Data items

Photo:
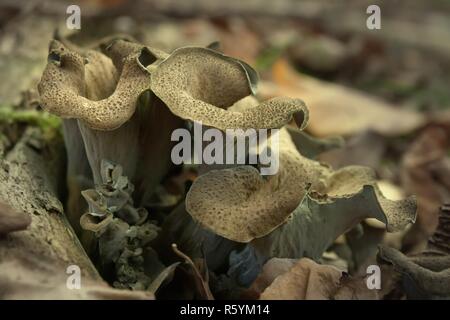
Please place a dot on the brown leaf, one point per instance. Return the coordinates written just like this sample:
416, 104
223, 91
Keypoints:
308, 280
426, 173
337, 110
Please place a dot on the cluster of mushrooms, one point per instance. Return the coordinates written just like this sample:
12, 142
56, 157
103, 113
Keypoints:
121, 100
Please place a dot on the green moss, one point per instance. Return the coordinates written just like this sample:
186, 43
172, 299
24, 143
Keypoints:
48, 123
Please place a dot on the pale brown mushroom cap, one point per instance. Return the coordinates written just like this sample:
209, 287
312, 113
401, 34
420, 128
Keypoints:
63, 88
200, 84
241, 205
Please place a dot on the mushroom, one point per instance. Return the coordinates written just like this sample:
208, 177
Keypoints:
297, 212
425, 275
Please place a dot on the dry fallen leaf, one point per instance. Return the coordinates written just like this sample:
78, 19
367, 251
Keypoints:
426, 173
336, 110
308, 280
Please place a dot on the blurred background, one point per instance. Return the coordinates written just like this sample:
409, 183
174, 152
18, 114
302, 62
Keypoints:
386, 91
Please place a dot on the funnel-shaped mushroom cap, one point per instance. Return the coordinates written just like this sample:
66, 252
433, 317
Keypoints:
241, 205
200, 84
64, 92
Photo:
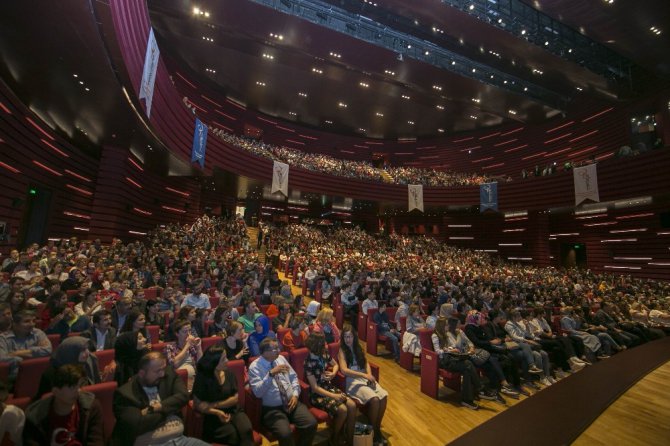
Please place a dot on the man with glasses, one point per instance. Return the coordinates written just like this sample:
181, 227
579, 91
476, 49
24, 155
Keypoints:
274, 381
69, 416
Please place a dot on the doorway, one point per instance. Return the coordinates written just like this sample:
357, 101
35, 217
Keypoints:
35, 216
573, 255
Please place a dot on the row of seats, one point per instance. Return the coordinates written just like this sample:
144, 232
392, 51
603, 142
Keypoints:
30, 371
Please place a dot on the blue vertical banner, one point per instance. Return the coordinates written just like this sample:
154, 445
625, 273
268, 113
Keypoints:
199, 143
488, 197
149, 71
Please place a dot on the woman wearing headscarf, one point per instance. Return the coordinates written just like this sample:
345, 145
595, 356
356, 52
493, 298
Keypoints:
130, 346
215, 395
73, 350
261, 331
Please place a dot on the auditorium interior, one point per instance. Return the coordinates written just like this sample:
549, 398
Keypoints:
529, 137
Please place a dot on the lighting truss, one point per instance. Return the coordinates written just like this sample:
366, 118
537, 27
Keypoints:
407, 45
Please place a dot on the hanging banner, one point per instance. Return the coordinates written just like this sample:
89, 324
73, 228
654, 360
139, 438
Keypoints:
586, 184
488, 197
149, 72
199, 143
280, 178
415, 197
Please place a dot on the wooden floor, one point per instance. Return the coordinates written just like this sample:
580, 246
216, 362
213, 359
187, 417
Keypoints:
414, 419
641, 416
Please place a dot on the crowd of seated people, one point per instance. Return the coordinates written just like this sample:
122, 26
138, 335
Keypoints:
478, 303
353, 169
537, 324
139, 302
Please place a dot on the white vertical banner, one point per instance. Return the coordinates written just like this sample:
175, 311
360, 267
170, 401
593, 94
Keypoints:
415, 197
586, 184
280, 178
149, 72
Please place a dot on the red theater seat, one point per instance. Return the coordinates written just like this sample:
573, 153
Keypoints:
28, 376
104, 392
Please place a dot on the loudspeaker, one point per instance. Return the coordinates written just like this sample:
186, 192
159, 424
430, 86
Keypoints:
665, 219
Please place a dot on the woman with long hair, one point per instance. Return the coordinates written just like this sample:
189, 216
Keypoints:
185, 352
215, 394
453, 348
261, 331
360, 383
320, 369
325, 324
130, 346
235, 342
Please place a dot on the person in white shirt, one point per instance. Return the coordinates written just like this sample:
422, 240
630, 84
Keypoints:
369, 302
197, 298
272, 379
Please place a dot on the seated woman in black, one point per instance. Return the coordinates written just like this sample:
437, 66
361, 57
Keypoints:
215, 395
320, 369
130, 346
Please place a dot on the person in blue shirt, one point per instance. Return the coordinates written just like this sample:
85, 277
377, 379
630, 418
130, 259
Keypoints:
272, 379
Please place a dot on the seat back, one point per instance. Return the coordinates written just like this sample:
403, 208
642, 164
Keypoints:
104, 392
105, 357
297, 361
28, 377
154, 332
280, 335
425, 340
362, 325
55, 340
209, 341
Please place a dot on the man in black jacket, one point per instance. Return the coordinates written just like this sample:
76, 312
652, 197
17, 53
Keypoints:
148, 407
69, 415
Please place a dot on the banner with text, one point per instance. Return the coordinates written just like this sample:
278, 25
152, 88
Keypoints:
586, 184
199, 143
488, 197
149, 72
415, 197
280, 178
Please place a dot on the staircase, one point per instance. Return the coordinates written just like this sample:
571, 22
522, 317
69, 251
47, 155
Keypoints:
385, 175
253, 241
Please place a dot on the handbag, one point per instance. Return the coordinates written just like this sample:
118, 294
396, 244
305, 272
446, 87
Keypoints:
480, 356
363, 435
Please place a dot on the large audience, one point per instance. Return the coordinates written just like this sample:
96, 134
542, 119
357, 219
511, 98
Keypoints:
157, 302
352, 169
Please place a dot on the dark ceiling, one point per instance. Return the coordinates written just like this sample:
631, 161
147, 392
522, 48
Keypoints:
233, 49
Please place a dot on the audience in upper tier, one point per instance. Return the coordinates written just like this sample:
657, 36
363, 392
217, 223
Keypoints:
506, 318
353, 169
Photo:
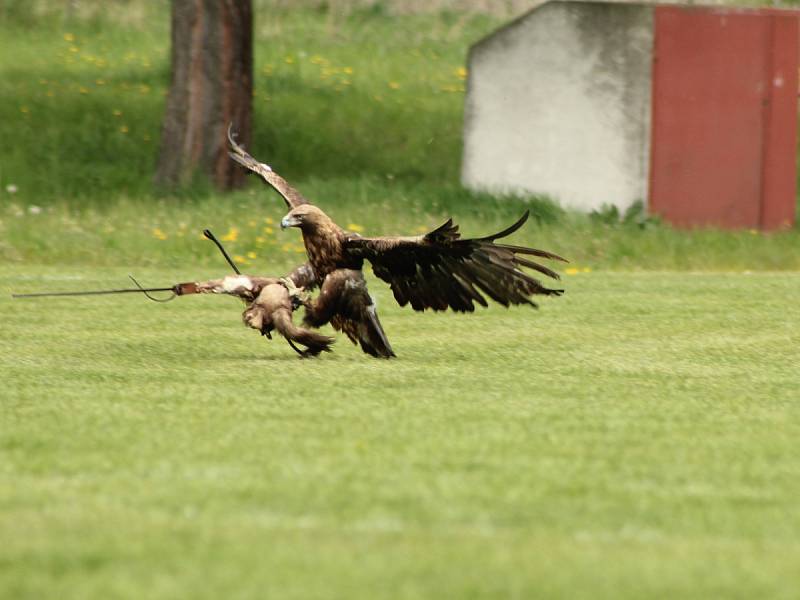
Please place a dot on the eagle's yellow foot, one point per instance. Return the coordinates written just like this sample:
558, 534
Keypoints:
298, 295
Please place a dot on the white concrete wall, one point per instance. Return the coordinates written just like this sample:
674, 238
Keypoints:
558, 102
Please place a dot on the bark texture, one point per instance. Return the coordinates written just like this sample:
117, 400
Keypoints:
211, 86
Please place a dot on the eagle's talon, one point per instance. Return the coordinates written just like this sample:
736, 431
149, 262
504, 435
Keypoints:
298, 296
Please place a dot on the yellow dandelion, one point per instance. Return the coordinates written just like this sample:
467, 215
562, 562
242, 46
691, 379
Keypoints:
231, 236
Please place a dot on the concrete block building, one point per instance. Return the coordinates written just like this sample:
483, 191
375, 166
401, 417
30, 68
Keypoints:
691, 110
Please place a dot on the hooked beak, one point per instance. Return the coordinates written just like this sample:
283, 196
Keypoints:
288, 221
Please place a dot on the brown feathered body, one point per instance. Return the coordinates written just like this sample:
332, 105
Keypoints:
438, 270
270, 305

Task objective — Put every line of the entries above into a JSON list of strings, one string per line, skipping blank lines. Leave the pictures out.

Task output —
[
  "Photo:",
  "Please place a dot on the brown leaf, one point per instance. Return the coordinates written just like this sample:",
  "416, 104",
  "223, 91",
  "Keypoints:",
  "308, 280",
  "426, 173",
  "337, 110",
  "Please place a dot on the cluster of mushrooms, one point per instance. Return the coordinates written just like this sample:",
  "12, 142",
  "56, 157",
  "103, 113",
  "Keypoints:",
  "121, 100",
  "Please place a dot on the green moss, one point per instance. Return the coordinates written just like this sample:",
  "186, 43",
  "172, 299",
  "24, 143",
  "Keypoints:",
  "48, 123",
  "Please place a dot on the pale brown mushroom cap, one point per instance. Return the coordinates written just like this sample:",
  "209, 287",
  "312, 113",
  "401, 34",
  "420, 128",
  "Keypoints:",
  "63, 88",
  "200, 84",
  "241, 205",
  "Please place a dot on the mushroom, one point per instance. Return the coordinates written just like this sample:",
  "208, 177",
  "Keypoints:",
  "297, 212",
  "425, 275",
  "Please place a dot on the dry fallen leaf, one point per instance. Return the coordinates written just like this sample:",
  "78, 19",
  "367, 251",
  "Keypoints:",
  "426, 173",
  "336, 110",
  "308, 280",
  "Please place a dot on the blurred background, one point per instance. Return the coordinates written just like this sample:",
  "409, 183",
  "174, 152",
  "18, 114",
  "302, 62",
  "Keypoints:",
  "386, 91",
  "Please place a dot on the funnel-shaped mushroom cap, one point per instance. Return the coordinates written just like this sample:",
  "66, 252",
  "433, 317",
  "Keypoints:",
  "241, 205",
  "200, 84",
  "64, 92",
  "Photo:",
  "Please place a dot on the man with glasses, one point per instance. Return the coordinates written just like this sample:",
  "181, 227",
  "579, 91",
  "476, 49",
  "24, 155",
  "Keypoints:",
  "274, 381",
  "69, 416",
  "Please place a dot on the doorway, one point per instance. Return the coordinates written just like this sample:",
  "357, 101",
  "35, 217",
  "Keypoints:",
  "35, 216",
  "573, 255",
  "Please place a dot on the row of seats, one point per instance. Return the coordinates written just like this sample:",
  "144, 232",
  "392, 51",
  "603, 142",
  "Keypoints:",
  "30, 371",
  "Please place a dot on the blue vertical banner, one point per instance. Return the coordinates written just like this sample:",
  "154, 445",
  "625, 273",
  "268, 113",
  "Keypoints:",
  "199, 143",
  "488, 197",
  "149, 71",
  "Please place a dot on the woman wearing headscarf, one point per instance. Return the coordinates written just like this sample:",
  "345, 145",
  "595, 356",
  "356, 52",
  "493, 298",
  "Keypoints:",
  "130, 346",
  "215, 395",
  "73, 350",
  "261, 331",
  "Please place a dot on the auditorium interior, one point per instance. Return the coordinates written just like this sample:",
  "549, 398",
  "Keypoints:",
  "529, 137",
  "Please place a dot on the lighting truss, one point per instance. Return the coordinates written just like this sample:",
  "366, 118",
  "537, 27",
  "Keypoints:",
  "407, 45",
  "Please place a dot on the hanging banner, one point per instance. Return the coordinates written just like this sample:",
  "89, 324",
  "73, 228",
  "654, 360",
  "139, 438",
  "Keypoints:",
  "586, 184",
  "488, 197",
  "149, 72",
  "199, 143",
  "280, 178",
  "415, 197",
  "Please place a dot on the wooden floor, one point per instance. Return the coordinates written just like this sample:",
  "580, 246",
  "216, 362",
  "213, 359",
  "187, 417",
  "Keypoints:",
  "414, 419",
  "641, 416",
  "Please place a dot on the crowd of seated people, one point per instance. Return the coordinates written just like this sample:",
  "122, 26",
  "138, 335",
  "Keypoints:",
  "478, 303",
  "353, 169",
  "537, 324",
  "139, 302",
  "Please place a dot on the white vertical banner, one point per instance. Return the coordinates written just like this sample:",
  "175, 311",
  "360, 267",
  "170, 401",
  "593, 94",
  "Keypoints:",
  "415, 197",
  "586, 184",
  "280, 178",
  "149, 72",
  "Please place a dot on the red theater seat, one point per instance. Return the coordinates written just like this sample:",
  "573, 153",
  "Keypoints:",
  "28, 376",
  "104, 392",
  "Please place a dot on the loudspeaker, one point per instance. Return the coordinates written just like this sample:",
  "186, 192",
  "159, 424",
  "430, 86",
  "Keypoints:",
  "665, 219",
  "Please place a dot on the woman with long hair, one point per instance. Return the coordinates written just like this sample:",
  "189, 216",
  "Keypoints:",
  "185, 352",
  "215, 394",
  "453, 348",
  "261, 331",
  "360, 383",
  "320, 369",
  "325, 324",
  "130, 346",
  "235, 342",
  "Please place a dot on the person in white shirt, one point per instance. Return the coordinates written just like this sample:",
  "422, 240",
  "630, 84",
  "Keypoints:",
  "369, 302",
  "197, 298",
  "272, 379",
  "Please place a dot on the seated woman in black, one point per instance. Return the coordinates written just like this sample:",
  "437, 66",
  "361, 57",
  "Keypoints:",
  "215, 395",
  "320, 369",
  "130, 346",
  "Please place a dot on the person in blue shirt, one point per instance. Return the coordinates written just like this sample:",
  "85, 277",
  "377, 379",
  "630, 418",
  "130, 259",
  "Keypoints:",
  "272, 379",
  "Please place a dot on the seat back, one point per instance. Return the coordinates written just like this sample:",
  "403, 208",
  "642, 164",
  "Keypoints:",
  "104, 392",
  "105, 357",
  "297, 361",
  "28, 377",
  "154, 332",
  "280, 335",
  "425, 340",
  "362, 325",
  "55, 340",
  "209, 341",
  "Please place a dot on the man in black jacket, one point per instance. Return the coordinates written just like this sample:",
  "76, 312",
  "652, 197",
  "17, 53",
  "Keypoints:",
  "148, 407",
  "69, 415",
  "Please place a dot on the banner with text, one point per instance. Return the coordinates written just like this sample:",
  "278, 25",
  "152, 88",
  "Keypoints:",
  "586, 184",
  "199, 143",
  "488, 197",
  "149, 72",
  "415, 197",
  "280, 178",
  "Please place a dot on the staircase, one point per instance. Return the coordinates written just like this sample:",
  "571, 22",
  "522, 317",
  "69, 251",
  "47, 155",
  "Keypoints:",
  "385, 175",
  "253, 241",
  "Please place a dot on the handbag, one point per instance. Return the coordinates written just like this sample:",
  "118, 294",
  "396, 244",
  "305, 272",
  "446, 87",
  "Keypoints:",
  "480, 356",
  "363, 435",
  "Please place a dot on the large audience, one point per instance. Return the coordinates written just like this sample:",
  "96, 134",
  "542, 119",
  "357, 219",
  "511, 98",
  "Keypoints:",
  "157, 302",
  "352, 169",
  "Please place a dot on the dark ceiling, one point per instance. Return the coordinates written just like this sample:",
  "631, 161",
  "147, 392",
  "522, 48",
  "Keypoints:",
  "233, 49",
  "Please place a dot on the audience in upper tier, one point per instance. Return the coordinates written just like this sample:",
  "657, 36",
  "363, 392",
  "217, 223",
  "Keypoints:",
  "506, 318",
  "353, 169",
  "Photo:",
  "Please place a dot on the eagle's yellow foot, one point per instance. Return the coordinates written just like this sample:",
  "558, 534",
  "Keypoints:",
  "298, 295",
  "Please place a dot on the white concrete wall, one point per instance. Return the coordinates written just like this sample:",
  "674, 238",
  "Keypoints:",
  "558, 102",
  "Please place a dot on the bark texture, one point per instance. Return the coordinates written just like this sample:",
  "117, 400",
  "Keypoints:",
  "211, 86",
  "Please place a dot on the eagle's talon, one point per instance. Return the coordinates written just like this sample:",
  "736, 431",
  "149, 262",
  "504, 435",
  "Keypoints:",
  "298, 296",
  "Please place a dot on the yellow dandelion, one point per instance. Return the coordinates written just like this sample:",
  "467, 215",
  "562, 562",
  "242, 46",
  "691, 379",
  "Keypoints:",
  "231, 236",
  "Please place a dot on the concrete block building, one point per instance. Return the coordinates written just like this sample:",
  "483, 191",
  "375, 166",
  "401, 417",
  "30, 68",
  "Keypoints:",
  "691, 110",
  "Please place a dot on the hooked beak, one point per instance. Return the coordinates written just like this sample:",
  "283, 196",
  "Keypoints:",
  "288, 221",
  "Please place a dot on the brown feathered body, one point per instance. Return the coordinates written just like this sample:",
  "332, 105",
  "Keypoints:",
  "438, 270",
  "270, 305"
]